» EXERCISE
Beginning with the line where "locate the drainpipe in the photo above." appears, restate the lines word for word through the last one in the listing.

━━━━━━━━━━━━━━━━━━━━━━━━━━━━━━

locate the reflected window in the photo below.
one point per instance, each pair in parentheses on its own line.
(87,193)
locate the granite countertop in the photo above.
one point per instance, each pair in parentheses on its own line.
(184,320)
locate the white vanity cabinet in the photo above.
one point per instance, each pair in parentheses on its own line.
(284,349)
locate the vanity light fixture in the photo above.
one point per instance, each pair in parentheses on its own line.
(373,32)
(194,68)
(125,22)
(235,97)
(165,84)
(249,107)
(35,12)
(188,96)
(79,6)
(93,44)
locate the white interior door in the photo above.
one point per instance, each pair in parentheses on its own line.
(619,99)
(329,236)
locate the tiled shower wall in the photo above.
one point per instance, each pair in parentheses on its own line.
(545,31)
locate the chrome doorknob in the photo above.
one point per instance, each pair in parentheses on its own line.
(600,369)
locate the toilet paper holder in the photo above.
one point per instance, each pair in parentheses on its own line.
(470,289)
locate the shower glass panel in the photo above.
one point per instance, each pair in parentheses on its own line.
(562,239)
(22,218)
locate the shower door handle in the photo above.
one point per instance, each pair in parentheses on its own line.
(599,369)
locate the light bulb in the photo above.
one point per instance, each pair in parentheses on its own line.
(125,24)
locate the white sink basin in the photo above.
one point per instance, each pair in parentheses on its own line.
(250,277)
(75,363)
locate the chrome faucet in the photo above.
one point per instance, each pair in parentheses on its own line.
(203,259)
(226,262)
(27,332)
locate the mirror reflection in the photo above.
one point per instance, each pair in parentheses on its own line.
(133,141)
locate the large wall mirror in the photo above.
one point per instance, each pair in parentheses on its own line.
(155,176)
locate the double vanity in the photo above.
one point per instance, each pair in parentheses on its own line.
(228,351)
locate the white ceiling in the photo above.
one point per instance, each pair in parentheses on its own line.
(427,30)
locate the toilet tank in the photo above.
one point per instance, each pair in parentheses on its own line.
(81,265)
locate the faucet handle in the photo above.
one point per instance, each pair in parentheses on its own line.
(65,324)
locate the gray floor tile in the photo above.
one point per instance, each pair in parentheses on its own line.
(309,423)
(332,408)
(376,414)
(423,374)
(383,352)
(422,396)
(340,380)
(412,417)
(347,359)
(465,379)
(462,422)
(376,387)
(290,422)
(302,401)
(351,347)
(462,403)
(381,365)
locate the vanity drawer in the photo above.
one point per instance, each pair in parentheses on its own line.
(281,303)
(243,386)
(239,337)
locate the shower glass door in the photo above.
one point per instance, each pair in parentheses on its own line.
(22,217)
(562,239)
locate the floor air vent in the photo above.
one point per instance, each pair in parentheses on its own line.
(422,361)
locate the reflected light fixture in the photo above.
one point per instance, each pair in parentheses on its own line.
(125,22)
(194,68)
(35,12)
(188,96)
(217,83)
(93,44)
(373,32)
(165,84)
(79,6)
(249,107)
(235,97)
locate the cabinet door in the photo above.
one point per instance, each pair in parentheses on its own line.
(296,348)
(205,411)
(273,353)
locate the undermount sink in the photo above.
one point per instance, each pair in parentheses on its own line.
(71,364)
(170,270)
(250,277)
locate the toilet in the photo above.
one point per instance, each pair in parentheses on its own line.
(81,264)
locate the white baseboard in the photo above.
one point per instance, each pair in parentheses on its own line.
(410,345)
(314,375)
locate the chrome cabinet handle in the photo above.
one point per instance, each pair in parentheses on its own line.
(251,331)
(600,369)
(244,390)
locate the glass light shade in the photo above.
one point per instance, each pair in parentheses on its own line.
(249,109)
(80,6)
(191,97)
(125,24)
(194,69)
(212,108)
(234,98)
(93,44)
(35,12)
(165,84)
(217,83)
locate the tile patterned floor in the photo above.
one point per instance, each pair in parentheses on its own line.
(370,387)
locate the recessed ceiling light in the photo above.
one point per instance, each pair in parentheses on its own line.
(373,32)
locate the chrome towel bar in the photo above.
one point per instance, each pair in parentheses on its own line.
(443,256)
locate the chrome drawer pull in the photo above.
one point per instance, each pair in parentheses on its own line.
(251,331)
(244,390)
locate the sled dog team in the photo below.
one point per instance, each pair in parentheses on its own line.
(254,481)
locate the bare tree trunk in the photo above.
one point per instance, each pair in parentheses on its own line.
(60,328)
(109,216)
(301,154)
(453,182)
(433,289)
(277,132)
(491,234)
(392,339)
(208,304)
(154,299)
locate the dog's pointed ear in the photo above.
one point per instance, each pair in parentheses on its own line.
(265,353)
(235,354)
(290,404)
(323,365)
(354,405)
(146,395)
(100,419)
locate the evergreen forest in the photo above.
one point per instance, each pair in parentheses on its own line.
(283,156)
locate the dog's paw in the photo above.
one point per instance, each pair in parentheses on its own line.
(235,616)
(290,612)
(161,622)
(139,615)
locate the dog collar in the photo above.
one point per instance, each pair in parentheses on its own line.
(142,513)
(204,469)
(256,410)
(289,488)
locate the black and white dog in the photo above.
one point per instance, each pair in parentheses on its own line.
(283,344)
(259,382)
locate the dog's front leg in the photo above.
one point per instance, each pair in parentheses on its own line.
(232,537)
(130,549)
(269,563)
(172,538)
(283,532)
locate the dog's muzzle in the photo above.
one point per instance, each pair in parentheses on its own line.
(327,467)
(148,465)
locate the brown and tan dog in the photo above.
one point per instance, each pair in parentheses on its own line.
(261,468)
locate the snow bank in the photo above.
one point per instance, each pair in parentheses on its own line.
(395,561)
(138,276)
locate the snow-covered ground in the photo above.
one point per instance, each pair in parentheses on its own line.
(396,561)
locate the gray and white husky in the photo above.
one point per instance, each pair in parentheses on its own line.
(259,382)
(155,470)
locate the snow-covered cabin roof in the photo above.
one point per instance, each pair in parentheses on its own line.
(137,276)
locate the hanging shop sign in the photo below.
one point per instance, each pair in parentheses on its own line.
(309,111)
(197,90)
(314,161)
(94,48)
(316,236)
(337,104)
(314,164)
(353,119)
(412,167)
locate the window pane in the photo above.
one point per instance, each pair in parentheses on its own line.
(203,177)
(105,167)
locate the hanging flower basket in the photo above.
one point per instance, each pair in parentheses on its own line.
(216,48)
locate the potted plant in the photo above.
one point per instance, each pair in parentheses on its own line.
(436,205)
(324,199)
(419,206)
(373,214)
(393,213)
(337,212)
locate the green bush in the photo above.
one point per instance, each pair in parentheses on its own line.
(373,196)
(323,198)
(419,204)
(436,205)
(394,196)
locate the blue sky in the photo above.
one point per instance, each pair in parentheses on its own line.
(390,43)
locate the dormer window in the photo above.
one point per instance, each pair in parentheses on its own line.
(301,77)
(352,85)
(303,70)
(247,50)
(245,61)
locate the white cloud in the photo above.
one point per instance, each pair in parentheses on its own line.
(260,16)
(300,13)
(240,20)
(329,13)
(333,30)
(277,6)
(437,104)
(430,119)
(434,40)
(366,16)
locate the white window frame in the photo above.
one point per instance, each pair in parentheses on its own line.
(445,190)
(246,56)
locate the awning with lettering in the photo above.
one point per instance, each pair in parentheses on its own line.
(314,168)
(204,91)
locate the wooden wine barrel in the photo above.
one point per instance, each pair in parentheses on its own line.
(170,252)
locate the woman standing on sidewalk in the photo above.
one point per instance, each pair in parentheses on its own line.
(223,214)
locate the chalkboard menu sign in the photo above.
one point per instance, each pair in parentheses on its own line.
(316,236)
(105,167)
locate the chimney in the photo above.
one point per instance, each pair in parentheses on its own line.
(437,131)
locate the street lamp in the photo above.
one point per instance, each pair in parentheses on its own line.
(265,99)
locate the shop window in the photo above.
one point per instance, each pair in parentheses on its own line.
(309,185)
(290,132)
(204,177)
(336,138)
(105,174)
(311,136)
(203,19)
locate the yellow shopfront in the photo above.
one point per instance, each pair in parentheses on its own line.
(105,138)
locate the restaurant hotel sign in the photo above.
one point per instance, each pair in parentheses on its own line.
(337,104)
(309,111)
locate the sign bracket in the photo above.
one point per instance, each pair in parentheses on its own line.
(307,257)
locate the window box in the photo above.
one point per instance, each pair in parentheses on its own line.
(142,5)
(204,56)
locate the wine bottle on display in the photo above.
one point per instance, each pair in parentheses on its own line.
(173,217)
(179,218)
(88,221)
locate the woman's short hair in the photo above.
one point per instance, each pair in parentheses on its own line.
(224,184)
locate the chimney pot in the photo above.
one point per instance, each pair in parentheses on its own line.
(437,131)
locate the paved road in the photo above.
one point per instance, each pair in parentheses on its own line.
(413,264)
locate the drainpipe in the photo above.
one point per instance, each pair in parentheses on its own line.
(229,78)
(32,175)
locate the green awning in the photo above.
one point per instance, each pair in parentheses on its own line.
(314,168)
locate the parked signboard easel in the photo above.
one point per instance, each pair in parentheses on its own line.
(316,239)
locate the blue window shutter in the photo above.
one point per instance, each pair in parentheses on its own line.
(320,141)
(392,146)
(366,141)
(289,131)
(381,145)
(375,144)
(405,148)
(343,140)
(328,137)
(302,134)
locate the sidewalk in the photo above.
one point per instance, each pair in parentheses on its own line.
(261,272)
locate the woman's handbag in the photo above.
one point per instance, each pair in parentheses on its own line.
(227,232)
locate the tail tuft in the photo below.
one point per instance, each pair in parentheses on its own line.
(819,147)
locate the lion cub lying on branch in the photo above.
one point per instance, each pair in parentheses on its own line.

━━━━━━━━━━━━━━━━━━━━━━━━━━━━━━

» RESPONSE TO THIS TASK
locate the drainpipe in the photo above.
one point per instance, each pair in parentheses on its own line.
(229,78)
(32,175)
locate the green awning in the photo above.
one point per instance, each pair in parentheses on its own line.
(314,168)
locate the parked signboard easel in the photo above.
one point per instance, each pair in parentheses on its own line.
(316,239)
locate the blue window shutter in the photo above.
one point per instance, each pair in parentheses on its own line.
(320,141)
(392,146)
(366,141)
(289,131)
(381,145)
(375,144)
(405,148)
(343,140)
(328,137)
(302,134)
locate the sidewalk in the photo above.
one point per instance, each pair in parentheses on its own line.
(261,272)
locate the woman's handbag in the photo above.
one point per instance, each pair in parentheses on its own line.
(227,232)
locate the tail tuft in the photo below.
one point per instance, each pair in parentheses on its own line.
(819,147)
locate the lion cub lying on branch in the photo above.
one point per instance, each pair in parentheses on its own line.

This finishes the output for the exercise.